RECORDS FOR THE EXERCISE:
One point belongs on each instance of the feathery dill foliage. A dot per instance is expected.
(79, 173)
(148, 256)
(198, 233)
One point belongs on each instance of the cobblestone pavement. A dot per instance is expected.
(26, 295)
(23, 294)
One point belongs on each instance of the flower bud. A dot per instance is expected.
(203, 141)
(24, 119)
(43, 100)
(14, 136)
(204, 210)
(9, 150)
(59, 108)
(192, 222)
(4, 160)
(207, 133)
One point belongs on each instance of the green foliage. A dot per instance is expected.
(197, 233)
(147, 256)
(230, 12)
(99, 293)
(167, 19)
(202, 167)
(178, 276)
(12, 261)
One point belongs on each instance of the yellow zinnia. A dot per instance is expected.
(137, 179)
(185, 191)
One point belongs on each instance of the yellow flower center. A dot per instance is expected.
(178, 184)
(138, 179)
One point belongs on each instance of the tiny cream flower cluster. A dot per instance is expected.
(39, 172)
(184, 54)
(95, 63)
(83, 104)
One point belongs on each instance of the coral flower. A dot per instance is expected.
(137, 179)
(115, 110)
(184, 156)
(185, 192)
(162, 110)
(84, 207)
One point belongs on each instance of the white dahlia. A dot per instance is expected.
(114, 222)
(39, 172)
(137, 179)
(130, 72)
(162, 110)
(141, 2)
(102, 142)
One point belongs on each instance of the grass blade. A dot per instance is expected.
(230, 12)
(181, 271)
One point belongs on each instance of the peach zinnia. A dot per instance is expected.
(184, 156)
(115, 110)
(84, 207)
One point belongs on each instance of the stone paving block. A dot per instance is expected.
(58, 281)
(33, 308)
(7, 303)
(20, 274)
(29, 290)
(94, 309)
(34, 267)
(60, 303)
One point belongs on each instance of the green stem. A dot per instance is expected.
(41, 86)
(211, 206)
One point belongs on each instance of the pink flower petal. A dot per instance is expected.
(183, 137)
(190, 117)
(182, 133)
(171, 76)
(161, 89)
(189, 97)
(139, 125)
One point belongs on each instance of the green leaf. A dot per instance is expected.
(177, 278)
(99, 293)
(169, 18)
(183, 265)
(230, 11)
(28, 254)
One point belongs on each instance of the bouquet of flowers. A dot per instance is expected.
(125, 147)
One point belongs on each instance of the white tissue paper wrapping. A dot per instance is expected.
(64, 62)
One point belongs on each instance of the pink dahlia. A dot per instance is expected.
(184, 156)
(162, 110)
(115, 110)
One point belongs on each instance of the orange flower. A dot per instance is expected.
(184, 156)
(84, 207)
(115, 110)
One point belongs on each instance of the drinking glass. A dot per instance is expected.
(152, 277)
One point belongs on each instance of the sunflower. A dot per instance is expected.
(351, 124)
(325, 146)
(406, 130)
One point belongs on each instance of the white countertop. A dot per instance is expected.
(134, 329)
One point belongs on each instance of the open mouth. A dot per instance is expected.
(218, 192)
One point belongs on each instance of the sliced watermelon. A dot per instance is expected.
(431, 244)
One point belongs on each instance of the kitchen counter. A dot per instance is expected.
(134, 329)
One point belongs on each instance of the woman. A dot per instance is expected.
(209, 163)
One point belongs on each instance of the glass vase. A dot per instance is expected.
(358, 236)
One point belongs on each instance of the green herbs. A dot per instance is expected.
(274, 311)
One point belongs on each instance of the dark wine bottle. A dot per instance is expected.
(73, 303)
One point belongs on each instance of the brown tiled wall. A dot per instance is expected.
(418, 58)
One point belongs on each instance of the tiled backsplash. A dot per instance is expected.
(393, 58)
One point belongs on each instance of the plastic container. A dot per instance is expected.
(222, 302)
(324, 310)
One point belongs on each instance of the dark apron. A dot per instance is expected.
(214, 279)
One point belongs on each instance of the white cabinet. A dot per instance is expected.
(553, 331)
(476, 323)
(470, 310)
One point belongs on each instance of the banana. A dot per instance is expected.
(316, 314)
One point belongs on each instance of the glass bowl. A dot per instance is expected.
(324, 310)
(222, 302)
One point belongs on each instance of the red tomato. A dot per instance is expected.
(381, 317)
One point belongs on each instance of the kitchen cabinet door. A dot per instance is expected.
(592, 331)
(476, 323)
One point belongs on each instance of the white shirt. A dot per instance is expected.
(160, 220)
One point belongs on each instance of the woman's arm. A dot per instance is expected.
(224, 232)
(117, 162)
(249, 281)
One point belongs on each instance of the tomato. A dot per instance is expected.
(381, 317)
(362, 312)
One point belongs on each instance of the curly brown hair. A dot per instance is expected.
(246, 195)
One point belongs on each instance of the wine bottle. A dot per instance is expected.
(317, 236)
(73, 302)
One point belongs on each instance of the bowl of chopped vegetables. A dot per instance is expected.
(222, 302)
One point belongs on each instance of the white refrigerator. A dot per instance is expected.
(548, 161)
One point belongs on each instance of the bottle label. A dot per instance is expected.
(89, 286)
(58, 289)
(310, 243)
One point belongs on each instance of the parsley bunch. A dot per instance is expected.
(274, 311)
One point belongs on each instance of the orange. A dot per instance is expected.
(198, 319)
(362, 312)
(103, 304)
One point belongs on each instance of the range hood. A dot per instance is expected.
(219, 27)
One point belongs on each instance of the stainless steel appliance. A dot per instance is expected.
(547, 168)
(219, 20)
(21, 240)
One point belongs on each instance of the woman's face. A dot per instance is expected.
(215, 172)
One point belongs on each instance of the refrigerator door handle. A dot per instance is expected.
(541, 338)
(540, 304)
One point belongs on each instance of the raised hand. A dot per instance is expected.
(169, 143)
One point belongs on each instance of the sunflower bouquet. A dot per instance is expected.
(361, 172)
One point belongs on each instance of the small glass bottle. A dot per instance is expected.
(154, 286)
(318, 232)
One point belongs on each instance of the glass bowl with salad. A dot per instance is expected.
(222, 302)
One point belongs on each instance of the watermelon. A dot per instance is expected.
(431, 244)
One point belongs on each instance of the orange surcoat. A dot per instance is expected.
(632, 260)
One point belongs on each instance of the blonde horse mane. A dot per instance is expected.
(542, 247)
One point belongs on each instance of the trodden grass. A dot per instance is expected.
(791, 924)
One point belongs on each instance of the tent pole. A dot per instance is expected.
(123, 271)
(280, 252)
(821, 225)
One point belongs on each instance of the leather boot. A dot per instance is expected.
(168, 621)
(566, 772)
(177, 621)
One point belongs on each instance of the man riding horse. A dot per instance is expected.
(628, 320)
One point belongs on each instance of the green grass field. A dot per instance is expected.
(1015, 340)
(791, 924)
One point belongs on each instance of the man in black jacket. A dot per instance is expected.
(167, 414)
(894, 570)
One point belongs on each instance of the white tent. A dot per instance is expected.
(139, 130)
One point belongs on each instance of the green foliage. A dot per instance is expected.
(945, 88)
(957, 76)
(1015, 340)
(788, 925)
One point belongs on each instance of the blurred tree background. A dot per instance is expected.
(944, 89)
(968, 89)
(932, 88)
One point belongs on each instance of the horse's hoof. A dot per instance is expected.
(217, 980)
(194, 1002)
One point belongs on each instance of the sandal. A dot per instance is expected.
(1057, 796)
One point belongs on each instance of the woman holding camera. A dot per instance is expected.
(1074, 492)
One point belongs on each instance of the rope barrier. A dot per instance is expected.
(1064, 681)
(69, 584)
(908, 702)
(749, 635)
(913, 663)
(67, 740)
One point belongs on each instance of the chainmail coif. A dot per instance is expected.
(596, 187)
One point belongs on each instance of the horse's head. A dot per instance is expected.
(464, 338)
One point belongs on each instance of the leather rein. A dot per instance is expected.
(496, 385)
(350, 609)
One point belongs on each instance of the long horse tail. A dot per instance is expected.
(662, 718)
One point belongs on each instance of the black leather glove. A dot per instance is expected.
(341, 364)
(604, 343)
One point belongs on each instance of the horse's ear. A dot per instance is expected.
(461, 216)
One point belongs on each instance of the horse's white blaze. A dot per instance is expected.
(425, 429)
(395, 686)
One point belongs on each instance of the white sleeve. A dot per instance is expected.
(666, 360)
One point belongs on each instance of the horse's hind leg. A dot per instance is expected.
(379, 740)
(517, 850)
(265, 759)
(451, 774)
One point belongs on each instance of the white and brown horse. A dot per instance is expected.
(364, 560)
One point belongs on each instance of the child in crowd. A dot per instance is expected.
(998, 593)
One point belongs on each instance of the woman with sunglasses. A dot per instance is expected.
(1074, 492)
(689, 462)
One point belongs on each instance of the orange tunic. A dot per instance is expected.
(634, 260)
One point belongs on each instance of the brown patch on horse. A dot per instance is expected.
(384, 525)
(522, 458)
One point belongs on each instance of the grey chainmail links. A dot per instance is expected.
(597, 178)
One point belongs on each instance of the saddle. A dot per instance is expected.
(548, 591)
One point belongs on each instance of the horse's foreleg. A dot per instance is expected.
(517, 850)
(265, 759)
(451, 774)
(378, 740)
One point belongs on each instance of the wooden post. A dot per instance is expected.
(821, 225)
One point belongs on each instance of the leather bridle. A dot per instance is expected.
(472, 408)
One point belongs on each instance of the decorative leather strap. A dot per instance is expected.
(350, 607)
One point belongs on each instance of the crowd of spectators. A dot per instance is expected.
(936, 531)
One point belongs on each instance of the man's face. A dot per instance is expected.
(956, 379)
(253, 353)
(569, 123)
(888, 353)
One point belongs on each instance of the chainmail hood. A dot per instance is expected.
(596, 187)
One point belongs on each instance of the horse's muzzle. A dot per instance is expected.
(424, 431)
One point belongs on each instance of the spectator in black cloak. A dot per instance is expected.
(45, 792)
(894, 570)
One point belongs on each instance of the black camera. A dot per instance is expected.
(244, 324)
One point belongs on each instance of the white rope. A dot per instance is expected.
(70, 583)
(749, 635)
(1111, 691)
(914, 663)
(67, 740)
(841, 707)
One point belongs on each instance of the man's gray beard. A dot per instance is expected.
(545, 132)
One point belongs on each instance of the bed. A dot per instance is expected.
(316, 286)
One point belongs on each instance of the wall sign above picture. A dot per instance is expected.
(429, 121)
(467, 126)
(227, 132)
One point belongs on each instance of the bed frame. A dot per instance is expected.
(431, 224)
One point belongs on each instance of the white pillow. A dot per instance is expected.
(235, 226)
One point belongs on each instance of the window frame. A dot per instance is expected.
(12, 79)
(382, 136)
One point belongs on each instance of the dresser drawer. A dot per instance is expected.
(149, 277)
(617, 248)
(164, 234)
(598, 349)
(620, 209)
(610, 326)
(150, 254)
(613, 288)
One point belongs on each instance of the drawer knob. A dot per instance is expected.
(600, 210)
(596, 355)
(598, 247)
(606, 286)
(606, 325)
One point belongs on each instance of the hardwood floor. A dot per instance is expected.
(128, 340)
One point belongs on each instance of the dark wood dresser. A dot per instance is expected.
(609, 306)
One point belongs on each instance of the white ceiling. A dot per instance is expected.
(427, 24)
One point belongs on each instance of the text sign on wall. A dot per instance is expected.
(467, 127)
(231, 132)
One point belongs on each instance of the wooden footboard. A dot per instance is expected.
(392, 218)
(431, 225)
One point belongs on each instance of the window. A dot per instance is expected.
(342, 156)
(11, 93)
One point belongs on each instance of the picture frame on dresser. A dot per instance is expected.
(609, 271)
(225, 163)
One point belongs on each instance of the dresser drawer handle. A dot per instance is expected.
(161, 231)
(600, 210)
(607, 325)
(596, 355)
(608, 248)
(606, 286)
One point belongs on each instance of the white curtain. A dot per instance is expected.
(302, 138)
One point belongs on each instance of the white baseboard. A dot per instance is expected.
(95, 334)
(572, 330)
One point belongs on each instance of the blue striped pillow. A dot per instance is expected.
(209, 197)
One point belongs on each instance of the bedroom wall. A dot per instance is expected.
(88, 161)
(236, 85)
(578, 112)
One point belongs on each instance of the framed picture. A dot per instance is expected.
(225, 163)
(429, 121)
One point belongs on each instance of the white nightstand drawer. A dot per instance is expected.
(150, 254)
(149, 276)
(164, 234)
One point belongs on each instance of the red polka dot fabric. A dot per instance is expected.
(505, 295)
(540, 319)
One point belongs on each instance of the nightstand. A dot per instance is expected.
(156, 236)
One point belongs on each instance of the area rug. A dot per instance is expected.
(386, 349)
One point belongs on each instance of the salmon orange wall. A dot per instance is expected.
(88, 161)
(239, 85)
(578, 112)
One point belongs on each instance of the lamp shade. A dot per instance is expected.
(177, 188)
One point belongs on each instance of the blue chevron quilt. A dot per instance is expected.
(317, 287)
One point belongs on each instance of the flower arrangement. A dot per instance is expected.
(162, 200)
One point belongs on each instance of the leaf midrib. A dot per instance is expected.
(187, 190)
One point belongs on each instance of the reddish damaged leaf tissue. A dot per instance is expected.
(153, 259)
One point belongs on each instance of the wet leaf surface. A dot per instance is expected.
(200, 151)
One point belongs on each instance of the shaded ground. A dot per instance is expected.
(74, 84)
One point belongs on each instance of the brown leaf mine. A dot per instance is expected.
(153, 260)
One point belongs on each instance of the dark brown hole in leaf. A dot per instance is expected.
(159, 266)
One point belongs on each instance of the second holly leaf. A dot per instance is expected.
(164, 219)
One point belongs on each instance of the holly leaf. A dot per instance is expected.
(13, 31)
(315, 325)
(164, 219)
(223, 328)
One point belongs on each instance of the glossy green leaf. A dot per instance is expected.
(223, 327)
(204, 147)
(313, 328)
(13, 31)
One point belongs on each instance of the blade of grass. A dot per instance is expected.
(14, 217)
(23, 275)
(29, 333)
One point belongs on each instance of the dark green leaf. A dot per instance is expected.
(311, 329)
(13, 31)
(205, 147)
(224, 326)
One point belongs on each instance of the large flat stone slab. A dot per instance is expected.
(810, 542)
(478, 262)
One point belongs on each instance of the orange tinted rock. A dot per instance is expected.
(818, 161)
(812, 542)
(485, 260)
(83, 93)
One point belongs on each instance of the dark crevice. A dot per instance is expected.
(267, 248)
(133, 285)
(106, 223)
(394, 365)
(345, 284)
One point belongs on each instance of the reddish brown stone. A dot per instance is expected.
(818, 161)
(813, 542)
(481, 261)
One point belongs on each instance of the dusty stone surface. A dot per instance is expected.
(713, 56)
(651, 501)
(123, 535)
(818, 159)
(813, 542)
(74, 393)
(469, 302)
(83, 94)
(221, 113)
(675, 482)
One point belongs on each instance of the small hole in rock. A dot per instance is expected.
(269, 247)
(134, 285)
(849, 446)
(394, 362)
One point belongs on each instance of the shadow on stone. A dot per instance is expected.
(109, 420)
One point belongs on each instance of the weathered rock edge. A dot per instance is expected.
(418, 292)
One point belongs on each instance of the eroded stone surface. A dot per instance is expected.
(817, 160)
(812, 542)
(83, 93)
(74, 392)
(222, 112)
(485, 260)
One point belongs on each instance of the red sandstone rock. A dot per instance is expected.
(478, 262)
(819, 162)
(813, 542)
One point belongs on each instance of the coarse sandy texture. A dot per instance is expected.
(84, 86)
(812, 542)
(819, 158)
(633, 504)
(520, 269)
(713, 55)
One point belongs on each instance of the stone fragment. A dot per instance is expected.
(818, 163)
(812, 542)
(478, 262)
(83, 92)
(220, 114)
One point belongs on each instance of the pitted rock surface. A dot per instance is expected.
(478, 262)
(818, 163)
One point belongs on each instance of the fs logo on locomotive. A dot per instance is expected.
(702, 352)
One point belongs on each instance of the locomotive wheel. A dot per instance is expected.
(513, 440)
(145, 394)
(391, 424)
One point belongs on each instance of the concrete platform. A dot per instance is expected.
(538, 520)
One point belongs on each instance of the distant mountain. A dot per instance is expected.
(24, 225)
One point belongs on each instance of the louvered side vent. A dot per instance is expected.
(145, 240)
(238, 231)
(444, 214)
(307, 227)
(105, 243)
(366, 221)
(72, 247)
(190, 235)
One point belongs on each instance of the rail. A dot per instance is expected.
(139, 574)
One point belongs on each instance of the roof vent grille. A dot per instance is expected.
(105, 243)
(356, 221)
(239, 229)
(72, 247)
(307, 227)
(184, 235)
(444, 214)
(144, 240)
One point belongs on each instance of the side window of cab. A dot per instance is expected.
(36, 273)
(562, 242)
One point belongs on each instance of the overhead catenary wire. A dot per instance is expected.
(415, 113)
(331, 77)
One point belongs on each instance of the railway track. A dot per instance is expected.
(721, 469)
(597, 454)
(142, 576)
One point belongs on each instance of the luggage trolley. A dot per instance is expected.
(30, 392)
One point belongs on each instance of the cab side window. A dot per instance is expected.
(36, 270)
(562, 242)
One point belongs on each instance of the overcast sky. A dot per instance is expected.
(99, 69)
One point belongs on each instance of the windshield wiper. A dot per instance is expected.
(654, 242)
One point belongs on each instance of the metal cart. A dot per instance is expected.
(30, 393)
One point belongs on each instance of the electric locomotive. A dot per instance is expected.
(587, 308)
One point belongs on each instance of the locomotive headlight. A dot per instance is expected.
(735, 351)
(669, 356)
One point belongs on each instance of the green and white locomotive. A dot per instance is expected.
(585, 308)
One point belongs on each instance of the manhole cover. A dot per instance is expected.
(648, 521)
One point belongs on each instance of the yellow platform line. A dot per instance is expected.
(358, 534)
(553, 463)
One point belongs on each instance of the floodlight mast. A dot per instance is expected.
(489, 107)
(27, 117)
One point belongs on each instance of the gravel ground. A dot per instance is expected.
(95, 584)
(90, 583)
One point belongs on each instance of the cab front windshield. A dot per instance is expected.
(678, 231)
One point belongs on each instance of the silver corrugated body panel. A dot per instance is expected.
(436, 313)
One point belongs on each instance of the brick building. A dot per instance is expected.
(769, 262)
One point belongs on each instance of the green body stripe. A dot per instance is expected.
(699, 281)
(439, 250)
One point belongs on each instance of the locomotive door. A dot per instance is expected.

AIM: Only the lines from the one containing "One point belongs on each instance of the cab side" through the end of the material should be reproduced, exactly, with both ends included.

RESPONSE TO THIS TASK:
One point belongs on each instance of the cab side window. A dot per instance is expected.
(36, 270)
(562, 242)
One point belongs on each instance of the overcast sky. A dot per instance is expected.
(99, 69)
One point belongs on each instance of the windshield wiper. A dot per instance is expected.
(654, 242)
One point belongs on each instance of the metal cart. A dot per instance is expected.
(30, 393)
One point belongs on each instance of the electric locomotive. A dot per instance is expected.
(587, 308)
One point belongs on each instance of the locomotive headlight. A dot per instance is expected.
(735, 351)
(669, 356)
One point belongs on each instance of the green and white locomotive. A dot per instance is expected.
(585, 308)
One point belongs on each instance of the manhole cover. A dot per instance is expected.
(648, 521)
One point belongs on each instance of the yellow platform line. A dot per instance is expected.
(358, 534)
(553, 463)
One point belongs on each instance of the floodlight mast. A dot per instance is expected.
(489, 107)
(27, 117)
One point belongs on each instance of the gravel ground. A dot per instance is expected.
(95, 584)
(90, 583)
One point belongs on each instance of the cab front windshield. A dot per instance is expected.
(678, 231)
One point belongs on each instance of the silver corrugated body panel. A dot per instance is expected.
(436, 313)
One point belongs on each instance of the brick building. A dot per instance is expected.
(769, 262)
One point belongs on each instance of the green body stripe. A dot per instance is expected.
(699, 281)
(439, 250)
One point belongs on each instance of the locomotive door. A dot per instance is expected.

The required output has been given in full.